Lesetext:
————

Meine These lautet: Wir leben in und aus der Menschenfreundlichkeit Gottes, die uns dazu befähigt, gruppenbezogener Menschenfeindlichkeit zu widerstehen. Ich möchte sie in drei Schritten erläutern:
1. Ich beginne grundsätzlich theologisch. In vielen Gemeinden und Gremien diskutieren wir konkrete Fragen wie: Sollen wir mit der AfD reden? Wie verhindern wir, dass wir populistischen Positionen ein Forum bieten und sie damit hoffähig machen? Wie reagieren wir, wenn Mitglieder oder Funktionsträger der AfD für Ältestenkreise kandidieren? Der erste Teil ist ausführlich, denn ich versuche, den Blick theologisch und geistlich zu weiten und eine Grundperspektive zu entwickeln, auf deren Basis die konkreten Fragen angemessen zu beantworten sind.
2. Im zweiten Teil beschreibe ich die großen Herausforderungen des Populismus.
3. Der dritte Teil widmet sich der Frage: Wie gehen wir mit der gruppenbezogenen Menschenfeindlichkeit um, die uns in diesen Auseinandersetzungen begegnet?
1. In der Menschfreundlichkeit Gottes leben – an der Bewegung Gottes teilhaben!

————

Gezeigtes Material:
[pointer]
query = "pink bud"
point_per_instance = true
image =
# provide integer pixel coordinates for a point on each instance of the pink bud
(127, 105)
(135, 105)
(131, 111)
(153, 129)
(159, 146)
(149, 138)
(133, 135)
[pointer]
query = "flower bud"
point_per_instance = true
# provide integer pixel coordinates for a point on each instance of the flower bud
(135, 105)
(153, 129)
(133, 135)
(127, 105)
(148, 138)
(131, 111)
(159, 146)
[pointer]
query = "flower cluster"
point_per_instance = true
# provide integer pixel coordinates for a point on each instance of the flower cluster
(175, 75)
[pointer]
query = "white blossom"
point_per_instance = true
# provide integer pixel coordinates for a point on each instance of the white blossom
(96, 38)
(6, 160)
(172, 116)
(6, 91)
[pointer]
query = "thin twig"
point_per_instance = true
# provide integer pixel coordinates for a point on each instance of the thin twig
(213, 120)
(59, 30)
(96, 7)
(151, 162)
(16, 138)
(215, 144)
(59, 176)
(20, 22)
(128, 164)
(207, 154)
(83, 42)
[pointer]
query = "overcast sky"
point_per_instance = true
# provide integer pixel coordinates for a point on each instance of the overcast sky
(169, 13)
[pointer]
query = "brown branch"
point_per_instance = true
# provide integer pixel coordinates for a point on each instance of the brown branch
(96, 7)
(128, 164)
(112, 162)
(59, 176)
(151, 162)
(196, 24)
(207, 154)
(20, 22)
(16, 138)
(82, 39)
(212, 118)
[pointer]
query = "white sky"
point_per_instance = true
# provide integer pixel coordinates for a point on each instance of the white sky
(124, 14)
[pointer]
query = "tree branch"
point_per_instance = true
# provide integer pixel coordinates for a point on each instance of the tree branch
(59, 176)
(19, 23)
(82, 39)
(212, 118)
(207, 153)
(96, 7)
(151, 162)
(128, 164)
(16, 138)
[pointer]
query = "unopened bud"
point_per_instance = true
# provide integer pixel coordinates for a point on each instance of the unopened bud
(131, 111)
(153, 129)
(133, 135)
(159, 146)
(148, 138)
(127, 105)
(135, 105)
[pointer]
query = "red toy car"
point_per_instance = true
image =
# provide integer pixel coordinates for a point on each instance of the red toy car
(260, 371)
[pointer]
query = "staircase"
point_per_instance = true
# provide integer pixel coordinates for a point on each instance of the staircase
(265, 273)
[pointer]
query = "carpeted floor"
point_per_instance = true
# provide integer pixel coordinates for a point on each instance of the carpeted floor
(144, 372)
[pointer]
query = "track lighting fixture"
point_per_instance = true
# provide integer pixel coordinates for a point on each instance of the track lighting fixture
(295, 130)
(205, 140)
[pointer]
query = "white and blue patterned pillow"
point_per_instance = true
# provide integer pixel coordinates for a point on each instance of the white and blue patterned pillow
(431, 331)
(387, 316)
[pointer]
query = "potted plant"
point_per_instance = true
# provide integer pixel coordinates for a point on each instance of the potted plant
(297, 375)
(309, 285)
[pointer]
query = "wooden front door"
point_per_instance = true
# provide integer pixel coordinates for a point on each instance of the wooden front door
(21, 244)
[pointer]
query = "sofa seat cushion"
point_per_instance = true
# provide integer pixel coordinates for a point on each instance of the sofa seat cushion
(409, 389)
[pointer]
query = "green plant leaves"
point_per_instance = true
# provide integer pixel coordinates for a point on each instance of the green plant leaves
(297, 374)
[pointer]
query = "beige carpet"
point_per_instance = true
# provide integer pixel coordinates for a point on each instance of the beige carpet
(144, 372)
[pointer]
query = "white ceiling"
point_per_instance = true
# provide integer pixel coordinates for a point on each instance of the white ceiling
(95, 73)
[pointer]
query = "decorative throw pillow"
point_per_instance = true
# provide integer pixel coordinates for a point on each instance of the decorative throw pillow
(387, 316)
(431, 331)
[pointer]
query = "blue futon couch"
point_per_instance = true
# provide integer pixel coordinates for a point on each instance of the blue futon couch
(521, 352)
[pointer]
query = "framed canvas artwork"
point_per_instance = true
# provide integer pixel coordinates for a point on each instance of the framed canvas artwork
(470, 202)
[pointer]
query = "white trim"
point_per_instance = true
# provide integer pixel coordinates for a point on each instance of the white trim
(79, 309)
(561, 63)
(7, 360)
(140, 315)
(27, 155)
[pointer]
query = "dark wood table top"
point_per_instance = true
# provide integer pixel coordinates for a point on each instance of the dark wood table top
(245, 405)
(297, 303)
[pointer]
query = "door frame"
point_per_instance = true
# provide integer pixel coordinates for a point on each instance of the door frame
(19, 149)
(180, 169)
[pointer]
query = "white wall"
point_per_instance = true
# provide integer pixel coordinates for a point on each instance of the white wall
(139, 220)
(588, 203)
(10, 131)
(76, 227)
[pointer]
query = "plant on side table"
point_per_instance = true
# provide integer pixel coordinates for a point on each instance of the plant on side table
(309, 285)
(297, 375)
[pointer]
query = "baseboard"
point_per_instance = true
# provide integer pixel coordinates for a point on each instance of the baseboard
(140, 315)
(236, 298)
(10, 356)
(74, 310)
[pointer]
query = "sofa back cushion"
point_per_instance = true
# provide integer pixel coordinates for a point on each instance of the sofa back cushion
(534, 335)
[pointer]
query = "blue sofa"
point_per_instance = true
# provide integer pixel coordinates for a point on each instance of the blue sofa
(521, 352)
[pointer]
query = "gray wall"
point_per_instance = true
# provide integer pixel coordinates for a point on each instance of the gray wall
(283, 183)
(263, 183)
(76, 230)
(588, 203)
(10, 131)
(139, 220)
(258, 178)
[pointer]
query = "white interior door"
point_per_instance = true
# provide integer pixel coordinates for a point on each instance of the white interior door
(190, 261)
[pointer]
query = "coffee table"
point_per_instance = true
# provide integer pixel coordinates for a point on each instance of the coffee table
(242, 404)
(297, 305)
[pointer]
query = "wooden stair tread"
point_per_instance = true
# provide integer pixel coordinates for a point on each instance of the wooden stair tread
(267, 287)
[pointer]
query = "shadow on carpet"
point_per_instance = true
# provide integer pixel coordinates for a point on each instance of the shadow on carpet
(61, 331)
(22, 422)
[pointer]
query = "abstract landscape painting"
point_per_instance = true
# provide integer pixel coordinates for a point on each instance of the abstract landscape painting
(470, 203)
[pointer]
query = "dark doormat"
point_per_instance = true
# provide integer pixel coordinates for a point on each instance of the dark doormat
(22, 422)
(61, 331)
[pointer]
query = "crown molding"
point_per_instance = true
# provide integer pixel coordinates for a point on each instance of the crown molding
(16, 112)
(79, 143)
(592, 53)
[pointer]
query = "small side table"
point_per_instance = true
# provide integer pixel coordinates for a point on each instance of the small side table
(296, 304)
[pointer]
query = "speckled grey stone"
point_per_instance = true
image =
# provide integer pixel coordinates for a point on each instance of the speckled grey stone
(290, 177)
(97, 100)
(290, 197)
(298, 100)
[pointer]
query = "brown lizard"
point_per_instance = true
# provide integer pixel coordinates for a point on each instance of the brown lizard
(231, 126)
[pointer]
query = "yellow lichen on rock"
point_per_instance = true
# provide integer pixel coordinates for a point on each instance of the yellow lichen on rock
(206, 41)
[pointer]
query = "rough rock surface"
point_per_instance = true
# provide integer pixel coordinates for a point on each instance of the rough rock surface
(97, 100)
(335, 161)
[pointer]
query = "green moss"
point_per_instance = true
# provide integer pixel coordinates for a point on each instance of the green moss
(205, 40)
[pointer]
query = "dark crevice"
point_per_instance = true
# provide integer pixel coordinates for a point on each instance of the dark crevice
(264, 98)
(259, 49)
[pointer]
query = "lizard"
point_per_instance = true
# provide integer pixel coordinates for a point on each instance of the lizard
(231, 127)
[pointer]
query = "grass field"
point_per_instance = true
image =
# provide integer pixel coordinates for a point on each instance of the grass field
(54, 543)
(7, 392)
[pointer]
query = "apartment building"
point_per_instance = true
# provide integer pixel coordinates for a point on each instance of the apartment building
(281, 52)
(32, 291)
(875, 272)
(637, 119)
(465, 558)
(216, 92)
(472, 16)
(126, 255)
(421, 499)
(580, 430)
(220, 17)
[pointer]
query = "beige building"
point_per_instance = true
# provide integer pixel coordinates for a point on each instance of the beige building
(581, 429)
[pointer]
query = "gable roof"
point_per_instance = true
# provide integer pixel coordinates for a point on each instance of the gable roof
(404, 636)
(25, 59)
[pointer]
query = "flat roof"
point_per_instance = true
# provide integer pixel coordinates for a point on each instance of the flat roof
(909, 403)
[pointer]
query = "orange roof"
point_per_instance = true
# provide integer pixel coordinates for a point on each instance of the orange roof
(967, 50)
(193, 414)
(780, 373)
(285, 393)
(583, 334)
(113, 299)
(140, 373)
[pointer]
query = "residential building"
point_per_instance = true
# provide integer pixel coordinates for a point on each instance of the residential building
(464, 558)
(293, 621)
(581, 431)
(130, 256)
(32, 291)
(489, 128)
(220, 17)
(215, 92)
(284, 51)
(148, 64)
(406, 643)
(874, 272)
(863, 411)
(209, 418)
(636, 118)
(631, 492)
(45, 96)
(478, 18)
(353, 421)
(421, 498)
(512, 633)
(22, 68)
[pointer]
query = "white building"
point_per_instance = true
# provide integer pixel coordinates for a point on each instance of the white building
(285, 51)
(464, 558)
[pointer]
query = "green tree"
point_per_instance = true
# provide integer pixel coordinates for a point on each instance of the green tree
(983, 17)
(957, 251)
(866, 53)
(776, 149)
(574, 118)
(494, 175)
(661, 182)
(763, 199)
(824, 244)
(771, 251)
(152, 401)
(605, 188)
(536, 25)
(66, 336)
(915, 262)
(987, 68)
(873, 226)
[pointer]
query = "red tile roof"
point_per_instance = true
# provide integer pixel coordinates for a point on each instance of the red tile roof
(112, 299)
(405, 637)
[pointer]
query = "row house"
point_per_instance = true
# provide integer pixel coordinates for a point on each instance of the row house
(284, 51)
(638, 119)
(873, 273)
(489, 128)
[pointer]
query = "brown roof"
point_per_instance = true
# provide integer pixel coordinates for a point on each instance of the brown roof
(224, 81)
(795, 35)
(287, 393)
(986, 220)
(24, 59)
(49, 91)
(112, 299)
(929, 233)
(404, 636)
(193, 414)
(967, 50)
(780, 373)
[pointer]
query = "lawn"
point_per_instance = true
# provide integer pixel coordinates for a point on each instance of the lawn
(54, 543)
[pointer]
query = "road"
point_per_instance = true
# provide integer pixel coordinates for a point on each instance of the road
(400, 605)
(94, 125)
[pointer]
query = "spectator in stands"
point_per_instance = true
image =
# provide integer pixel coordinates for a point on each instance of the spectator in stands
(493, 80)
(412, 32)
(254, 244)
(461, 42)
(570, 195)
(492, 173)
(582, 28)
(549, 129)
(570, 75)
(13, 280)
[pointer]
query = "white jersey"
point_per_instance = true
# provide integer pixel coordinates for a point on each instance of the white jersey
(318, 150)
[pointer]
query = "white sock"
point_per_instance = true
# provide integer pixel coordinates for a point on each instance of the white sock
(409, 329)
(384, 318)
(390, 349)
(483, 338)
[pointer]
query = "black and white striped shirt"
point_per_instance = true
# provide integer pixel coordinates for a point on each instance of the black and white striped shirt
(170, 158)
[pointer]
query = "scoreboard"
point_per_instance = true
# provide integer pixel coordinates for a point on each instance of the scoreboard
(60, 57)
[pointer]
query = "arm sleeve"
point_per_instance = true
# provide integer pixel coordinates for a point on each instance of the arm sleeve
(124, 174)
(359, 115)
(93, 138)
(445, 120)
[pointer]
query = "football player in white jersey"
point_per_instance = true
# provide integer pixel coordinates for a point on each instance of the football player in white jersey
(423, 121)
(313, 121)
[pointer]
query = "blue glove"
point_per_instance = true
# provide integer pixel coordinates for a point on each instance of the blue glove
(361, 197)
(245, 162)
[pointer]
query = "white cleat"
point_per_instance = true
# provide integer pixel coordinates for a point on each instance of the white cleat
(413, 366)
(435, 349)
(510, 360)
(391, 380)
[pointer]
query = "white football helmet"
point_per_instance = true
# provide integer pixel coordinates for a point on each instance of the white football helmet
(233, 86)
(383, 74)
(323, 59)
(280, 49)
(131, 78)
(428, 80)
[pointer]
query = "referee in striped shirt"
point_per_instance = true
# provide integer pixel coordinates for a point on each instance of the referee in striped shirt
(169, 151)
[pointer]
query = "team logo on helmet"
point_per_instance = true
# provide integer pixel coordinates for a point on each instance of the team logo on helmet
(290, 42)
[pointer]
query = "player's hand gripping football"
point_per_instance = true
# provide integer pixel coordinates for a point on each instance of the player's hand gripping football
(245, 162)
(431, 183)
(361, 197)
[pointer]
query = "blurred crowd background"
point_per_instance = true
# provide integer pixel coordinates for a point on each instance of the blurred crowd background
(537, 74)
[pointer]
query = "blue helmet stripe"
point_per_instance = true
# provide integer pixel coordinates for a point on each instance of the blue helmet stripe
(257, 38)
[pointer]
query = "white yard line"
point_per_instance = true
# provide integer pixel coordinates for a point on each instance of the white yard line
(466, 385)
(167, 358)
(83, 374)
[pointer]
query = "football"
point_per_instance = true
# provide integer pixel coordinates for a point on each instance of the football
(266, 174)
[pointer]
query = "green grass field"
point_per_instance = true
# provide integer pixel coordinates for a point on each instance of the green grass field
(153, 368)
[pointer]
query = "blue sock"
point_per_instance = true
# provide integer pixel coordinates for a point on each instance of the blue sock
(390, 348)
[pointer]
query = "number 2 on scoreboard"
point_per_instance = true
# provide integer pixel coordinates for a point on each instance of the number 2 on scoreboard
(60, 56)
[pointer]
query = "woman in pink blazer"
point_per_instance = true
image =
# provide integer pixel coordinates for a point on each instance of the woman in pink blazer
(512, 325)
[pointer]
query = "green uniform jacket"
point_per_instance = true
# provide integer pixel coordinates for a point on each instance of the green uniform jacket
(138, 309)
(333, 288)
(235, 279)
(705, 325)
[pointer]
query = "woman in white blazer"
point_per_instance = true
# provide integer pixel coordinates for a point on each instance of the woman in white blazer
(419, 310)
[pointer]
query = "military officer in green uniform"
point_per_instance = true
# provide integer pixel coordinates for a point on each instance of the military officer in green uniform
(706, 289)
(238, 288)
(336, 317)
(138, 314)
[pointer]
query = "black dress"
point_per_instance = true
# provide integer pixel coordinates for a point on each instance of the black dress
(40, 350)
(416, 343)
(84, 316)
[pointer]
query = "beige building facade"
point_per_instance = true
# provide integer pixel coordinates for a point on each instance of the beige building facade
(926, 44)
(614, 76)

————

Aufgabe A:
Beantworte anhand des Lesetextes:
(i) Wie lautet die These?
(ii) Was beschreibt der zweite Teil?
(iii) Welcher Frage widmet sich der dritte Teil?
Aufgabe B:
Nenne die Anzahl der Zeilen in der Auflistung, die die Zeichenfolge "wall" enthalten. Gib nur die Zahl an.
Lesetext und Auflistung stehen in keinem Zusammenhang miteinander.

Antwort A:
(i) Wir leben in und aus der Menschenfreundlichkeit Gottes, die uns dazu befähigt, gruppenbezogener Menschenfeindlichkeit zu widerstehen.
(ii) Die großen Herausforderungen des Populismus.
(iii) Wie gehen wir mit der gruppenbezogenen Menschenfeindlichkeit um, die uns in diesen Auseinandersetzungen begegnet?

Antwort B:
4